Data shown:
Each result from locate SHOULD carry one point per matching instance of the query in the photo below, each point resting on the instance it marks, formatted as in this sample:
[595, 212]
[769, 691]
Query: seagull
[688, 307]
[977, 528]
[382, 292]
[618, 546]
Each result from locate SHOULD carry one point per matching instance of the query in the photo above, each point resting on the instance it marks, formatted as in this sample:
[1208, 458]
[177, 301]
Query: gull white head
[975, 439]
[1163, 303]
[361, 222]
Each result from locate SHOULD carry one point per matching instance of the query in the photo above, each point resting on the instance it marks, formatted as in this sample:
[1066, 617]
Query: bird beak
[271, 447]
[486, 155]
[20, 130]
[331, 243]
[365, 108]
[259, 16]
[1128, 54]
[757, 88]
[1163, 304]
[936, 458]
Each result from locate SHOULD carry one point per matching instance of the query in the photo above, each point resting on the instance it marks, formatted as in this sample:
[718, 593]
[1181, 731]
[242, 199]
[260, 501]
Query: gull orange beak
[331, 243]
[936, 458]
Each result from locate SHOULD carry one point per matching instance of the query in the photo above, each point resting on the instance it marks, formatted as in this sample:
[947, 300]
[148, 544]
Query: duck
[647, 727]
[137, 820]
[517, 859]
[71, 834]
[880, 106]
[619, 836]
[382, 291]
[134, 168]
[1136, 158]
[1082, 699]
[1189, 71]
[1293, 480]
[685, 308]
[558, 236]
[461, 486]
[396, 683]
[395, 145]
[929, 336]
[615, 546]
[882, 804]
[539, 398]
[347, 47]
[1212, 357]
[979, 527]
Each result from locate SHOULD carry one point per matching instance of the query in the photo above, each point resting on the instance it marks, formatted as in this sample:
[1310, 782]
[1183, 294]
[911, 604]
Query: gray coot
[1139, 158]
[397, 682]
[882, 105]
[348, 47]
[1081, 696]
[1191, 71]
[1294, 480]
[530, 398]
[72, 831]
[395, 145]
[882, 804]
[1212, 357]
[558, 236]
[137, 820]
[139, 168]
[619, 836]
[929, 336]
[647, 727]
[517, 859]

Try it: The records above should be duplicated in full, exactly as given.

Written solution:
Each result from locate SHOULD carry one point per matching instance of the query in the photo below, each point resting on the instance it marks, formatted as in this sample:
[595, 212]
[769, 691]
Query: seagull
[688, 307]
[977, 528]
[382, 292]
[618, 546]
Each result from locate SHOULD carry one point per matching instance of the query in the photo above, each point resting on the instance it marks, formatted as in this sample:
[1208, 458]
[177, 301]
Query: gull white head
[975, 439]
[1163, 303]
[361, 222]
Each result from locate SHOULD carry one point per matching instance of the query in the photo above, each point resting on the instance it marks, formatted as in this sample:
[1066, 617]
Query: bird beak
[271, 447]
[486, 155]
[20, 130]
[331, 243]
[365, 108]
[259, 16]
[1128, 54]
[757, 88]
[1163, 304]
[936, 458]
Each result from locate SHOULD carry one point per matching instance of the query in the photo above, each point resting on the instance it marks, formatted as in this sample:
[718, 593]
[1181, 731]
[242, 199]
[260, 501]
Query: gull orange beak
[331, 243]
[936, 458]
Each result from locate SHOULD carry one point per matching instance of the query in the photo above, each point resting on the instance it marks, formatted as in this sample:
[947, 300]
[148, 544]
Query: duck
[647, 727]
[137, 820]
[517, 859]
[71, 834]
[880, 106]
[619, 836]
[382, 291]
[134, 168]
[1136, 158]
[1082, 699]
[1189, 71]
[1293, 480]
[685, 308]
[558, 236]
[461, 486]
[396, 683]
[395, 145]
[929, 336]
[615, 546]
[882, 804]
[539, 398]
[347, 47]
[1212, 357]
[979, 527]
Each result from locate SHOULD carry one point per matching instance of the query in the photo above, each point resting on the instance it marks, formatted as in this sample:
[1310, 782]
[1183, 294]
[911, 604]
Query: gray coot
[1139, 158]
[397, 682]
[882, 105]
[348, 47]
[1081, 696]
[1191, 71]
[1294, 480]
[530, 398]
[72, 831]
[395, 145]
[882, 804]
[1212, 357]
[558, 236]
[137, 820]
[139, 168]
[619, 836]
[929, 336]
[647, 727]
[517, 859]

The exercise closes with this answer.